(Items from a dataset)
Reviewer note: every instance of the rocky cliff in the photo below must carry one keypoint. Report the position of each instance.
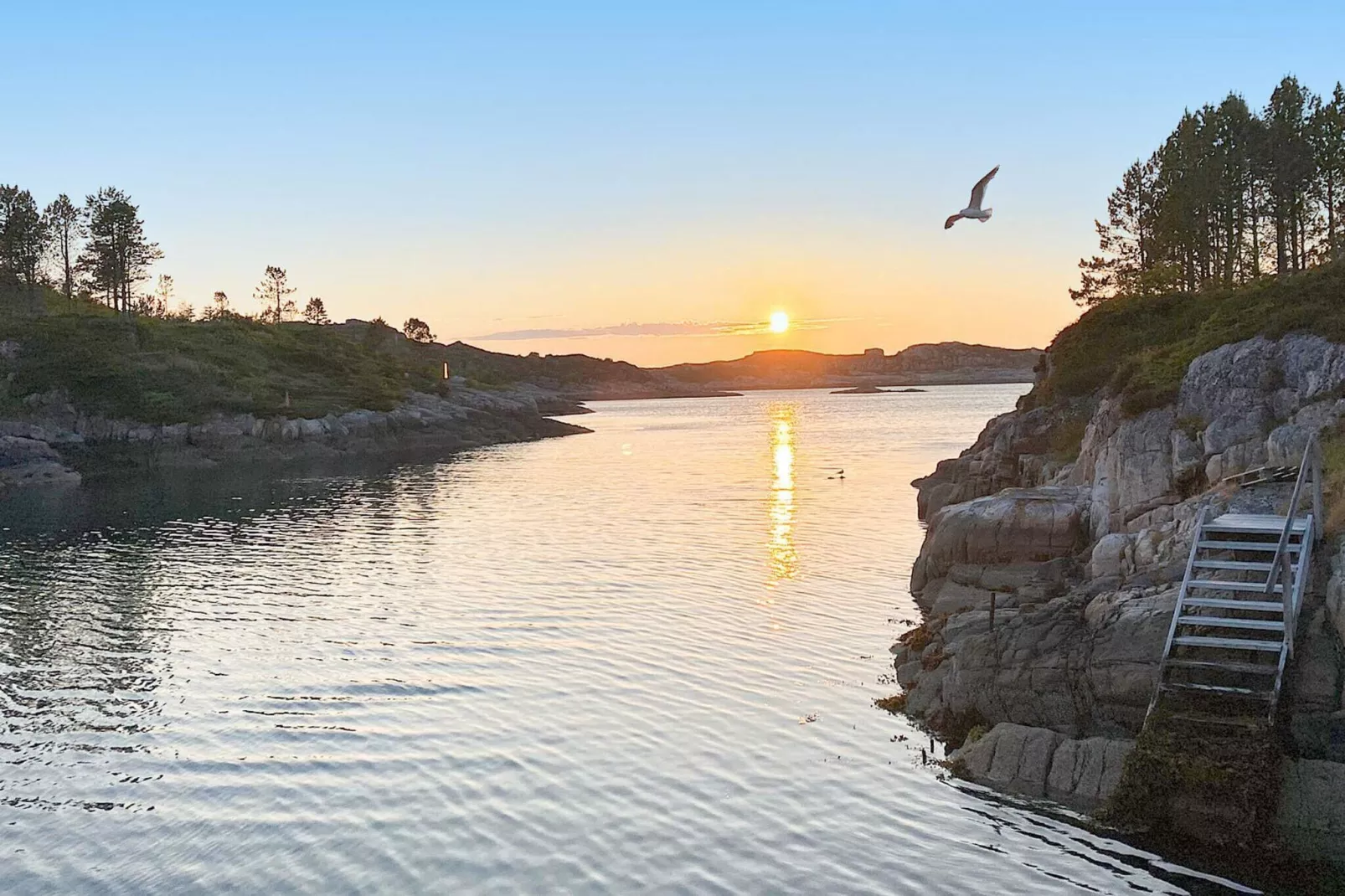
(1049, 569)
(53, 443)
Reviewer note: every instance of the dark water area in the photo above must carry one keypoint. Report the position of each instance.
(638, 661)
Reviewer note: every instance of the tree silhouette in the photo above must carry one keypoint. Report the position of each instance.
(66, 225)
(23, 237)
(315, 312)
(116, 256)
(272, 291)
(417, 330)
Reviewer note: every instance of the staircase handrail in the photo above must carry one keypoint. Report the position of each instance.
(1281, 571)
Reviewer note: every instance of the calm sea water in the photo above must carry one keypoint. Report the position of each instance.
(639, 661)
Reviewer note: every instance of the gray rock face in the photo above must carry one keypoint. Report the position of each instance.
(1083, 662)
(1082, 563)
(30, 461)
(464, 419)
(1017, 525)
(1036, 762)
(1014, 450)
(1126, 465)
(1076, 663)
(1312, 813)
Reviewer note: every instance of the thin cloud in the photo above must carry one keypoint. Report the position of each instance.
(683, 328)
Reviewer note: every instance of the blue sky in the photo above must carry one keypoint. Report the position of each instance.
(579, 166)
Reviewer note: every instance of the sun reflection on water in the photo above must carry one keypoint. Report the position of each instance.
(783, 554)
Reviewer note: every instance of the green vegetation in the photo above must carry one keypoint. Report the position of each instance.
(1236, 776)
(1229, 197)
(1140, 348)
(160, 370)
(1333, 478)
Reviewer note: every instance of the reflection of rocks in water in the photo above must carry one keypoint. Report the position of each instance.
(783, 554)
(81, 662)
(95, 584)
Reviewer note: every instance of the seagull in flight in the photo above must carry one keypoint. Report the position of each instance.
(974, 210)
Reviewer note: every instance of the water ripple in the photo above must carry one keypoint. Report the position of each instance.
(636, 661)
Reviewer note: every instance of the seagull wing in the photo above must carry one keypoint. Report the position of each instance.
(978, 193)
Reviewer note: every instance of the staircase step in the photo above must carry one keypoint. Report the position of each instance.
(1225, 721)
(1258, 587)
(1250, 565)
(1216, 689)
(1255, 523)
(1242, 669)
(1224, 622)
(1269, 547)
(1234, 603)
(1225, 643)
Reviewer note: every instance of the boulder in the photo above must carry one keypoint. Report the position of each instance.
(1036, 762)
(1312, 813)
(30, 461)
(1017, 525)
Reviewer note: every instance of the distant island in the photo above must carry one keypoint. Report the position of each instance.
(870, 390)
(86, 388)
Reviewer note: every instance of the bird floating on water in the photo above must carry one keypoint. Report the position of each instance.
(974, 210)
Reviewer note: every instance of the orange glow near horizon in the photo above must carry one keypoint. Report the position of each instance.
(843, 296)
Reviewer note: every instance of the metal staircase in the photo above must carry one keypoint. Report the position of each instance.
(1232, 631)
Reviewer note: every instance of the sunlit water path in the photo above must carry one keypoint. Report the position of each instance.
(639, 661)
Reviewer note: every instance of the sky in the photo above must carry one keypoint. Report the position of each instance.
(635, 181)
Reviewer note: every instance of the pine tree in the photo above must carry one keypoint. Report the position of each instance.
(23, 239)
(1327, 135)
(66, 225)
(272, 292)
(315, 312)
(116, 256)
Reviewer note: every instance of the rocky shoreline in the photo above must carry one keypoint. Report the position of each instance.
(54, 444)
(1049, 574)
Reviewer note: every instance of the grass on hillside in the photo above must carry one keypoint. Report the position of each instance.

* [THE EXERCISE]:
Print from the line containing "Reviewer note: every instance of the water" to the last line above, exactly as written.

* [COMPLETE ANSWER]:
Reviewer note: every instance of the water ripple in the photo above must carry one keypoint. Report the position of each instance.
(636, 661)
Reviewer note: every instance of the seagull wing in the photo above must carry one keypoint. Report the position of each instance.
(978, 193)
Reviewer note: every instance of the staircase step in the photo above must carry one keypoint. Report the position of each instance.
(1225, 721)
(1258, 587)
(1250, 565)
(1216, 689)
(1255, 523)
(1242, 669)
(1224, 622)
(1269, 547)
(1234, 603)
(1225, 643)
Reviewer note: every instance of the boulder in the photo above must carry one keypoint. Report the position of each instance.
(1036, 762)
(1312, 813)
(30, 461)
(1017, 525)
Reviewer note: every instance of the distant island in the photo above must carry one keypoint. Report the position of each instance.
(870, 390)
(86, 388)
Reviewer note: every instance of the bird floating on water in the photo above must carry one keypoint. Report the position of each instance.
(974, 210)
Reviewer note: every instance of the orange glow near horizon in the photo above must carry one keypoint. Report the position of each instance.
(843, 296)
Reviewer note: every instance of the metal staircase in the photo above must carry one keypoint. Report the position of each instance.
(1232, 631)
Reviewer note: every instance of the sunlit water path in the photo above must carry one keypoint. Report the position of each instance.
(639, 661)
Reviewer note: every instance of the sky in the photo above must carry one keypoint. Report the position of each instance.
(635, 181)
Reviewer note: every instance of the pine tree in the photo above must carry one keypoint. Report the position of each instance.
(23, 239)
(1327, 135)
(66, 225)
(272, 292)
(315, 312)
(116, 256)
Reviewer note: every instance of the rocky shoreline in the photo above must carry one keypoint. Report the position of each instance.
(54, 444)
(1049, 574)
Reviewer note: every instance of the grass on hillside in the photo above must carry one keypoint. Report the position of each instance.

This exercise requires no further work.